_The request_
Gather every line of the data that contains the word "stadium", matching case exactly.

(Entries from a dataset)
■ ■ ■ ■

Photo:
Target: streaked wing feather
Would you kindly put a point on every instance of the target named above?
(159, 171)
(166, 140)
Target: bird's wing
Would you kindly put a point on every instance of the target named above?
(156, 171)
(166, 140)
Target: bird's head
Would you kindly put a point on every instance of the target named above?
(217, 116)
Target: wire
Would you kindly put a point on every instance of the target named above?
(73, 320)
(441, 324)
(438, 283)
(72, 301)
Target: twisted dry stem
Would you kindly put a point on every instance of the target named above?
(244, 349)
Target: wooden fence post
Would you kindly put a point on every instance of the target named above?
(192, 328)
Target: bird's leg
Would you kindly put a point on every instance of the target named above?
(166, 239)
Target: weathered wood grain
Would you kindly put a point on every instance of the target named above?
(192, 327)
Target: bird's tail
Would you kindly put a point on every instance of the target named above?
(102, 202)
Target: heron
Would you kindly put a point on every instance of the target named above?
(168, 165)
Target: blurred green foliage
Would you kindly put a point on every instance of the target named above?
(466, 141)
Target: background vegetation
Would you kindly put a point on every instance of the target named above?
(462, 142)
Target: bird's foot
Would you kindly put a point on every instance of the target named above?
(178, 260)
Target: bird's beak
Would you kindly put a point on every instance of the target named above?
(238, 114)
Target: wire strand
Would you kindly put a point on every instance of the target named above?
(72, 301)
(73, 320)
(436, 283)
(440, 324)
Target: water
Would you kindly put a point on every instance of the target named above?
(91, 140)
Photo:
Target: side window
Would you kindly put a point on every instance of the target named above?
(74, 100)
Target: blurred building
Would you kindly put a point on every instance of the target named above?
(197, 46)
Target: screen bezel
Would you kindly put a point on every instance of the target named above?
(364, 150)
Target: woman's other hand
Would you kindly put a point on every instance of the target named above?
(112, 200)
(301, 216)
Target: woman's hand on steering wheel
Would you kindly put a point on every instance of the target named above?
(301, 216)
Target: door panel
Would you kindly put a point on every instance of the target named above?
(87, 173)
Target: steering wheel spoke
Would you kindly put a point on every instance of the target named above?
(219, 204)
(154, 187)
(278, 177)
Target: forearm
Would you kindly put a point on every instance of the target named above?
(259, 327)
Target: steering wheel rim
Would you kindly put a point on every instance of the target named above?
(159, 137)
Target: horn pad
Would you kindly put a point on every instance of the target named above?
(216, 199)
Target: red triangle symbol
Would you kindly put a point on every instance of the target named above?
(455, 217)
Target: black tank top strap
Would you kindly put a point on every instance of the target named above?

■ ■ ■ ■

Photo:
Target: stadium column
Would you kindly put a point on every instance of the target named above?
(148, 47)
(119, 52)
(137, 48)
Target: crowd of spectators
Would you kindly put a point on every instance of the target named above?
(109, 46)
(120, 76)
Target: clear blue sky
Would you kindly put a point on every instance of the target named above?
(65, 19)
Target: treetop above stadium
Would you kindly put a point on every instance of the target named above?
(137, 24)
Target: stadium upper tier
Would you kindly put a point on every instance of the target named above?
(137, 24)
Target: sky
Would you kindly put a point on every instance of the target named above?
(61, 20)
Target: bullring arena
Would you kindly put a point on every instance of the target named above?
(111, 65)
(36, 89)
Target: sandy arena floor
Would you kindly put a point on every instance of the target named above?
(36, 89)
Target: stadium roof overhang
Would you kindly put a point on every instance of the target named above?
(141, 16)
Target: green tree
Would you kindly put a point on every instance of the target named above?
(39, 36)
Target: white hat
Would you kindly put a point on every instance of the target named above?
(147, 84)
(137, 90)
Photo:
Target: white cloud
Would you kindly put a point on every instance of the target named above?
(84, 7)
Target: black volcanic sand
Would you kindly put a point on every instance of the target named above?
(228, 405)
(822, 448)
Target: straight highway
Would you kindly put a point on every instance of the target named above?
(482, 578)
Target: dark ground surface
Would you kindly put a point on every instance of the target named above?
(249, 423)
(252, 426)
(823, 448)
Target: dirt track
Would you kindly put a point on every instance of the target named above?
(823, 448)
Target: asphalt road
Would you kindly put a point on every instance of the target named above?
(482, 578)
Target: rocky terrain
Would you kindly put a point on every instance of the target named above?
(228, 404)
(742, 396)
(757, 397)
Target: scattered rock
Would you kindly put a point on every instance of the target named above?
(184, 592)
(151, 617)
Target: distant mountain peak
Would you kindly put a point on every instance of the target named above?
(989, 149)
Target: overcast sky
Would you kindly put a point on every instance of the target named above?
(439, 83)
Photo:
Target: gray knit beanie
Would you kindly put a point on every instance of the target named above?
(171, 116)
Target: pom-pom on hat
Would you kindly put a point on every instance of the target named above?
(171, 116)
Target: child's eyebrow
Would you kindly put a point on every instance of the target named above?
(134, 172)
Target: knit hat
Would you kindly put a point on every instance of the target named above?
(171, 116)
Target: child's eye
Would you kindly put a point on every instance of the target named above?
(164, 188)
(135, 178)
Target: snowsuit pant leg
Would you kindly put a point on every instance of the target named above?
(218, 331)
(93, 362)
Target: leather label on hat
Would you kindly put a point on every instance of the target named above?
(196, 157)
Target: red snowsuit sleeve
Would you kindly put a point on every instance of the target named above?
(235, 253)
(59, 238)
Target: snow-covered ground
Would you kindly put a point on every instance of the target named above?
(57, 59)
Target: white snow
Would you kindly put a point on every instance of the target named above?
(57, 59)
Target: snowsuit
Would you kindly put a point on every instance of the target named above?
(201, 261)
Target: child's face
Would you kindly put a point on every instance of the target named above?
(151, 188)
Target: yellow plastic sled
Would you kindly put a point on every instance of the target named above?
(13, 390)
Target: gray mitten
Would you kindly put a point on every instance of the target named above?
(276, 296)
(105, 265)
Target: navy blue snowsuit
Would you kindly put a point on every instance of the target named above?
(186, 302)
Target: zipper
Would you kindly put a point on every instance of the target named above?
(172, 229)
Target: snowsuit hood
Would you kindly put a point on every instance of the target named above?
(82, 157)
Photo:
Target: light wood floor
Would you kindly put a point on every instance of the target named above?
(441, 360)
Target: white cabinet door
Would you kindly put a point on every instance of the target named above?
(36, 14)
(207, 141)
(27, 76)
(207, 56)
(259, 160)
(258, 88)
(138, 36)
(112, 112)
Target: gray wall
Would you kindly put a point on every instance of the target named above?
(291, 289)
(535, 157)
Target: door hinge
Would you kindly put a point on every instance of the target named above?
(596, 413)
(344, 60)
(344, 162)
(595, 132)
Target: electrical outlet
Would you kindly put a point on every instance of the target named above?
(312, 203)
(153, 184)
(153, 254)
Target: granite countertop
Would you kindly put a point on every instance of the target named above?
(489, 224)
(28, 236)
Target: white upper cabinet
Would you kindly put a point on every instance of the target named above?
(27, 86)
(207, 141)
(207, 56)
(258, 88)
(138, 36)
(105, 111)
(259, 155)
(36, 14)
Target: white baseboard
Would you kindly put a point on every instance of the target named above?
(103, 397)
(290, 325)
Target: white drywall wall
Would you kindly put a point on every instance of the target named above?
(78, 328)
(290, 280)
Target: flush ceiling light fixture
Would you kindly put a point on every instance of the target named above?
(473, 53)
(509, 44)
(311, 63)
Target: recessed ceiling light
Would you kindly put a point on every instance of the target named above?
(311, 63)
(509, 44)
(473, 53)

■ ■ ■ ■

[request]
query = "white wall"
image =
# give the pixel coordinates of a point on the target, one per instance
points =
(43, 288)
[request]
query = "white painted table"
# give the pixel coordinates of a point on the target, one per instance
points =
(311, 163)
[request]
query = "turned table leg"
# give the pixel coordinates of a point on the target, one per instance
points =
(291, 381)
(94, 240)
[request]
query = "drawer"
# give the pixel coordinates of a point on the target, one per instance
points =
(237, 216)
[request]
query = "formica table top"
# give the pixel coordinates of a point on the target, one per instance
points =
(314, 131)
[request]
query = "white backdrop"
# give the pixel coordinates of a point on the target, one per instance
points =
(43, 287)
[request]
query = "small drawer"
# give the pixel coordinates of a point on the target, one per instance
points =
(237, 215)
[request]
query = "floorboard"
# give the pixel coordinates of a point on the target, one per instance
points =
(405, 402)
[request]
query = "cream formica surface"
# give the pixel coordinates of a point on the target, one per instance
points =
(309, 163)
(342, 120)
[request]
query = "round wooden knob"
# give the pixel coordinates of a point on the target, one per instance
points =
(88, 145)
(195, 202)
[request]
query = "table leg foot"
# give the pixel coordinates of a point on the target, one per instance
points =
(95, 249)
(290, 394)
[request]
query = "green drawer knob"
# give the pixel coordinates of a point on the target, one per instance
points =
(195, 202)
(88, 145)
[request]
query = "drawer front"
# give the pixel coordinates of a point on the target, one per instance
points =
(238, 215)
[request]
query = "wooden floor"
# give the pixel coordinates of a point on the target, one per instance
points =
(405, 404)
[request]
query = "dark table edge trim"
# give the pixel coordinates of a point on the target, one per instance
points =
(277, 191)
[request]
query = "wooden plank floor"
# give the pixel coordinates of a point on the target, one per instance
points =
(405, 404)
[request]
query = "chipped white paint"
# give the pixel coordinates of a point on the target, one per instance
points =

■ ■ ■ ■

_Expected answer_
Target: stadium column
Target: treetop above stadium
Target: stadium upper tier
Target: stadium roof overhang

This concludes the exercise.